#### [TASK STATEMENT]
Return every line of the rows below that contains the word "background", copied in full.

(Items stored in a collection)
++++++
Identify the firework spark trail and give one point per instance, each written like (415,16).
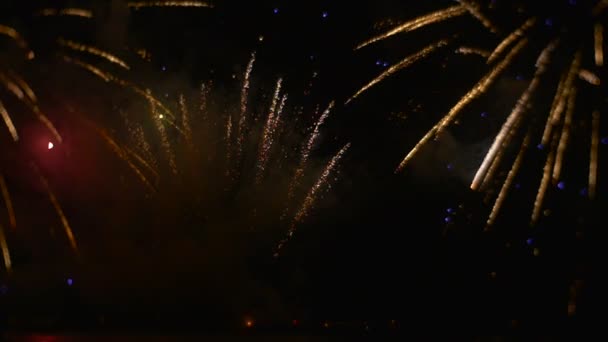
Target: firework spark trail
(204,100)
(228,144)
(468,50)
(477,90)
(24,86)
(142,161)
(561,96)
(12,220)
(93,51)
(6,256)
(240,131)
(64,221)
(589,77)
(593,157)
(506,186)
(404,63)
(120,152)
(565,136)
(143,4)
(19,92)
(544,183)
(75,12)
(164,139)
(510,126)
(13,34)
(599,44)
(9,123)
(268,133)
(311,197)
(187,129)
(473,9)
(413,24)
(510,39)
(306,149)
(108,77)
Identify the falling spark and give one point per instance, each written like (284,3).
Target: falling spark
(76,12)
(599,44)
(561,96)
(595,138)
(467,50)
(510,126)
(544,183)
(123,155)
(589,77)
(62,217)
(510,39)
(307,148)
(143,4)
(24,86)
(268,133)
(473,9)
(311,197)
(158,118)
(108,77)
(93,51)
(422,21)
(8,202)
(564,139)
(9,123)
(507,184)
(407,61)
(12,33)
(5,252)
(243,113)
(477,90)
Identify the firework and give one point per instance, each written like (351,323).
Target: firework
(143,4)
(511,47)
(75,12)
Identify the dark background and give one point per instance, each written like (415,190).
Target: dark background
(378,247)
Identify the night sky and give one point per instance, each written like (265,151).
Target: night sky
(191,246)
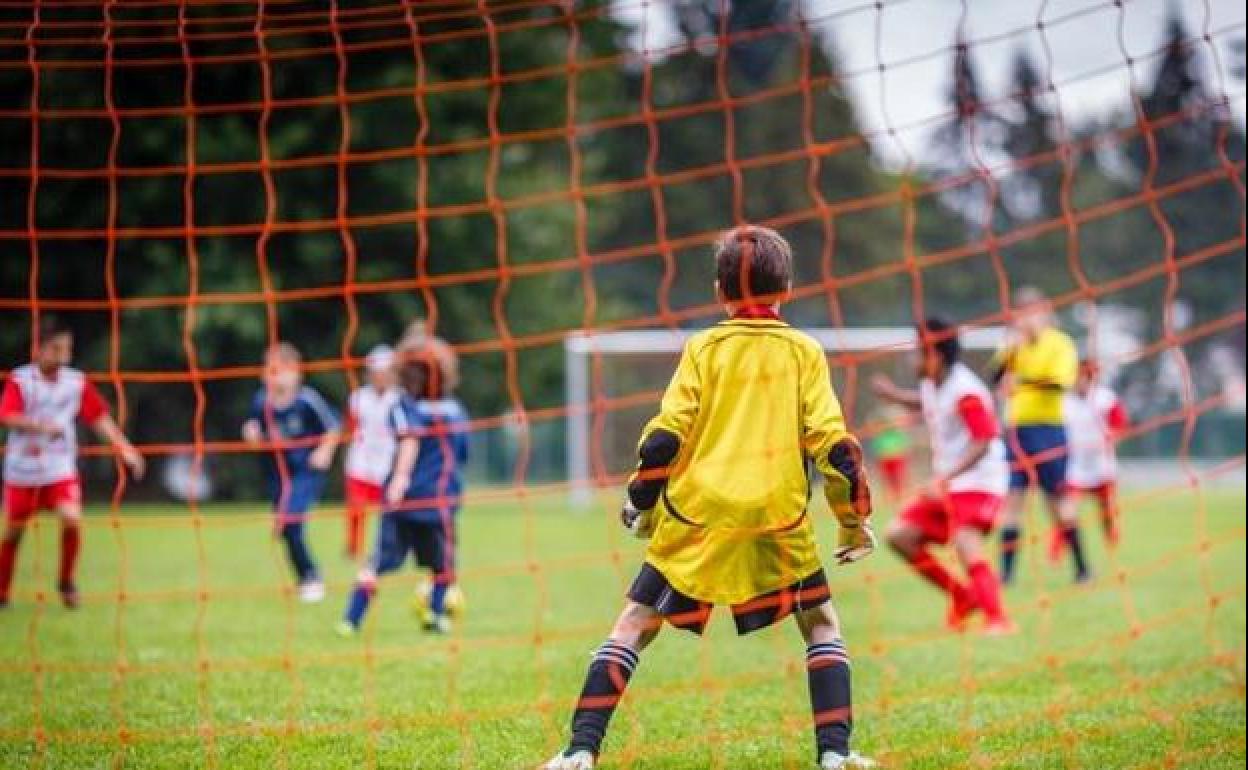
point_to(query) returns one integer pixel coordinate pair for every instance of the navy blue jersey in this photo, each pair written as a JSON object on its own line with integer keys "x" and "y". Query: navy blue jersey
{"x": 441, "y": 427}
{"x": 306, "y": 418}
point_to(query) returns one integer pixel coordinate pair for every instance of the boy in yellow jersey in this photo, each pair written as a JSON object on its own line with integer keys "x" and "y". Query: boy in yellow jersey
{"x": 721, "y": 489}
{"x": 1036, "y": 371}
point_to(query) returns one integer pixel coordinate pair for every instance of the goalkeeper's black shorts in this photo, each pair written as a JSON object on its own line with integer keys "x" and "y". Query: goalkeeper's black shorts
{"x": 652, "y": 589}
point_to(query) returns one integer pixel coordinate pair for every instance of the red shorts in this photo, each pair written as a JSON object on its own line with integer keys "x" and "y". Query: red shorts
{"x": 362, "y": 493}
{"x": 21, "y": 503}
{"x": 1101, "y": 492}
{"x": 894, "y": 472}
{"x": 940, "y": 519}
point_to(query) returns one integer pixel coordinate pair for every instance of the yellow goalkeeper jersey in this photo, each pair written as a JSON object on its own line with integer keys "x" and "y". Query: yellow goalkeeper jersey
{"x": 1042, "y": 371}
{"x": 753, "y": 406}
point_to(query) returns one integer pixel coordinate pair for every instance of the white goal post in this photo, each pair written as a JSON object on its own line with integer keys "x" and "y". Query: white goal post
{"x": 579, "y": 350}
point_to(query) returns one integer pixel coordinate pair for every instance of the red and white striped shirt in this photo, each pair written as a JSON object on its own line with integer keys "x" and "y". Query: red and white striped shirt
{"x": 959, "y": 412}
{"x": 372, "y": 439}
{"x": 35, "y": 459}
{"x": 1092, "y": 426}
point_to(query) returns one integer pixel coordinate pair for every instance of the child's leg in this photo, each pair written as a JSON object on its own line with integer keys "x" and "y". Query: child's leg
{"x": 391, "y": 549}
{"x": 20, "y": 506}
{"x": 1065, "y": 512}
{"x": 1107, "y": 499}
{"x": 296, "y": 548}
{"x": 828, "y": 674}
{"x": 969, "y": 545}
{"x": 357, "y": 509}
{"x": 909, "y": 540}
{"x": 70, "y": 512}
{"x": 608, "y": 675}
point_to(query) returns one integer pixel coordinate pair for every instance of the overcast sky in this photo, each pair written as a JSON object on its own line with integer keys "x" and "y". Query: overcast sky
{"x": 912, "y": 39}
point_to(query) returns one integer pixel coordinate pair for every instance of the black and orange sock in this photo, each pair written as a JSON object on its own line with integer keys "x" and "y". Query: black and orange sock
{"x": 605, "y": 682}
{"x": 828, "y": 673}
++++++
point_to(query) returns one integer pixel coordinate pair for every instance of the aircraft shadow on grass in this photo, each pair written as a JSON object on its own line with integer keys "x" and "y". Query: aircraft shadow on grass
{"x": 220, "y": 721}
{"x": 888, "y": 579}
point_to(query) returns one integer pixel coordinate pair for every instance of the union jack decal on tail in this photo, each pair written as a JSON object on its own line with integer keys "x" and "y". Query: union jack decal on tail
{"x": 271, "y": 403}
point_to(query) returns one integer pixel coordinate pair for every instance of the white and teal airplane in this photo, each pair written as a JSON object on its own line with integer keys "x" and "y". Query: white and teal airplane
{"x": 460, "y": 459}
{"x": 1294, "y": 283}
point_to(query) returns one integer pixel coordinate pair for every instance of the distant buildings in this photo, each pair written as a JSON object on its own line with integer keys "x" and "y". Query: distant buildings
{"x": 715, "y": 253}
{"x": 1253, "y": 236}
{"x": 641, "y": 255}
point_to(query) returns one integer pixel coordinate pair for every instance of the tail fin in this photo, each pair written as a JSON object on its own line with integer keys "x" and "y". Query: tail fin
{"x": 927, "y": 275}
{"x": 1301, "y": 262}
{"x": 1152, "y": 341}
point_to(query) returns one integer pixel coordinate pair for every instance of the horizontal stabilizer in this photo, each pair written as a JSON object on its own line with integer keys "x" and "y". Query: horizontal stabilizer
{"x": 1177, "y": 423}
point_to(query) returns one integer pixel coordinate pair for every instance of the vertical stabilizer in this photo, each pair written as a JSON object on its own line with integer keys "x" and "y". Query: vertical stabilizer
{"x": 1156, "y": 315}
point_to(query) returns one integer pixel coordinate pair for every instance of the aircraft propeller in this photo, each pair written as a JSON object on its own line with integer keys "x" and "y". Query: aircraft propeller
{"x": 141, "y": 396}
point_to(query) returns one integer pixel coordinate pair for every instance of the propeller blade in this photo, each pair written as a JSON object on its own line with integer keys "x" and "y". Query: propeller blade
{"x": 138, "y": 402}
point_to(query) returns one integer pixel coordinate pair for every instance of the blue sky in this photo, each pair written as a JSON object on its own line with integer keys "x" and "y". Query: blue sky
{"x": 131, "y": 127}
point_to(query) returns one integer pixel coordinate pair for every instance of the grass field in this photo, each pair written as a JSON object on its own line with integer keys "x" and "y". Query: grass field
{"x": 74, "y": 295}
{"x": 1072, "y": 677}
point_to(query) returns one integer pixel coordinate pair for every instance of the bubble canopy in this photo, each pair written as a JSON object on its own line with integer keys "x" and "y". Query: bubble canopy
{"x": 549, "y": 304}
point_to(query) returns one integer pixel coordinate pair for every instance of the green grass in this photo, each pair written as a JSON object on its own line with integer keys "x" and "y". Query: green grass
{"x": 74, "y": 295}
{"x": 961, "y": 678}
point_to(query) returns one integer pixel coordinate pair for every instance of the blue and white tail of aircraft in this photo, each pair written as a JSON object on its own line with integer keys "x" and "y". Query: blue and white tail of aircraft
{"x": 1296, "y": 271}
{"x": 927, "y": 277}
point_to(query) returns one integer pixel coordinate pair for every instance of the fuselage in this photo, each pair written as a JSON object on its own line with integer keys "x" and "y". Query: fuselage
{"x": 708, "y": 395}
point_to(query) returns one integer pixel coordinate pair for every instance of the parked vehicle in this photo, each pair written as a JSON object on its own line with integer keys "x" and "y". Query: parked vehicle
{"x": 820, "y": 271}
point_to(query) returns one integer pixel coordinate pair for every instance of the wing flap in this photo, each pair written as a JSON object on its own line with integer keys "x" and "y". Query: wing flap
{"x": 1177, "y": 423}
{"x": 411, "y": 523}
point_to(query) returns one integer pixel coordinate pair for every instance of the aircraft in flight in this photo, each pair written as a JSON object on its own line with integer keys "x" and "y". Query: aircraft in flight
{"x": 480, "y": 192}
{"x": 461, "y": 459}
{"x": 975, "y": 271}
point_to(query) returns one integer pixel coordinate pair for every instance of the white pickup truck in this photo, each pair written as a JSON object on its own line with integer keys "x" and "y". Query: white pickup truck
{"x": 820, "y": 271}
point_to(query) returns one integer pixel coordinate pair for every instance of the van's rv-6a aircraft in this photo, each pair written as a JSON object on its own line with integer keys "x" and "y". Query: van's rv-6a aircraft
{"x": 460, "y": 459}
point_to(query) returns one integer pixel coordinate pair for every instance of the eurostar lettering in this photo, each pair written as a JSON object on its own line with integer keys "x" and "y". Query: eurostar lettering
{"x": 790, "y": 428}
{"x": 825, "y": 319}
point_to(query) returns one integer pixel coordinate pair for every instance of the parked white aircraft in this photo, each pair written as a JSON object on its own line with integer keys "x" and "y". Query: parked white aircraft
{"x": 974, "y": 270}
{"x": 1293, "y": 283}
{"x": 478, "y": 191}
++++++
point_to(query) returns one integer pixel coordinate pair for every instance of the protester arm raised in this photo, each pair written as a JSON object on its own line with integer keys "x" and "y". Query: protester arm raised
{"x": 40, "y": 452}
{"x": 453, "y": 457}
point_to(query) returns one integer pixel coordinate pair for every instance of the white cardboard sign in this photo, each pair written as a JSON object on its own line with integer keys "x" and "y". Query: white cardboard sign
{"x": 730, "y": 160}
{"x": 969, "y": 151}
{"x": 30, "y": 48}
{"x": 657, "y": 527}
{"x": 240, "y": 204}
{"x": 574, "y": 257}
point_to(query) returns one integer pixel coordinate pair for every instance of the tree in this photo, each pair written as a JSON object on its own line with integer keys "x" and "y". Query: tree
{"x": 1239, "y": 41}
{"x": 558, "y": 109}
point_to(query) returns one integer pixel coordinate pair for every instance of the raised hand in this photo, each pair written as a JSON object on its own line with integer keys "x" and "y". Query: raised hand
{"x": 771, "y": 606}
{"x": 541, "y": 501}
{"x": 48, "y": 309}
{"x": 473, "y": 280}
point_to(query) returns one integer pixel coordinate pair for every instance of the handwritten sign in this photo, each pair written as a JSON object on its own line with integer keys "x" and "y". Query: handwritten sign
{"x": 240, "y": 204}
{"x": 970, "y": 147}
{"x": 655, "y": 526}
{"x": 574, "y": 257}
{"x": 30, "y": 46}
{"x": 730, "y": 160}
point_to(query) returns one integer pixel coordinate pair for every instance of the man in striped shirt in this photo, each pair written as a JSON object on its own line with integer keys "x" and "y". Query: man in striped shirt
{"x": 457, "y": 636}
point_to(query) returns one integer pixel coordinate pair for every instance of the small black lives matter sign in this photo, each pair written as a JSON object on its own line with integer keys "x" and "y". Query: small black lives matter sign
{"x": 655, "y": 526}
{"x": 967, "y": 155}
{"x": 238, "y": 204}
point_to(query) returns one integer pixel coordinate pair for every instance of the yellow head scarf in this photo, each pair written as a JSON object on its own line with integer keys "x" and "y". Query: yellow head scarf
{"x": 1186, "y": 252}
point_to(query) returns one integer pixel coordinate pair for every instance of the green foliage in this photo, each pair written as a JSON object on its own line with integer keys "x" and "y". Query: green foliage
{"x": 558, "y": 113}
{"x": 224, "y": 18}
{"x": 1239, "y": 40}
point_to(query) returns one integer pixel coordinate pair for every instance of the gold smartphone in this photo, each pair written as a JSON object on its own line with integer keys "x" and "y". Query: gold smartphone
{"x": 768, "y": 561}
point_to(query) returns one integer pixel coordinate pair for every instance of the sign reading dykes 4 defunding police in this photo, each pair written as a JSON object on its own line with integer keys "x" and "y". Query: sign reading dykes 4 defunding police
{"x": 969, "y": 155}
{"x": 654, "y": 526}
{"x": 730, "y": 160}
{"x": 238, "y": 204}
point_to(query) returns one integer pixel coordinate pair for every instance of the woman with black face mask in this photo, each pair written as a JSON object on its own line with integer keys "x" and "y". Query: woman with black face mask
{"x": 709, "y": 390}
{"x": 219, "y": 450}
++++++
#### [EXERCISE RESULT]
Identify the dark background and give one point per instance, each written like (415,190).
Target: dark background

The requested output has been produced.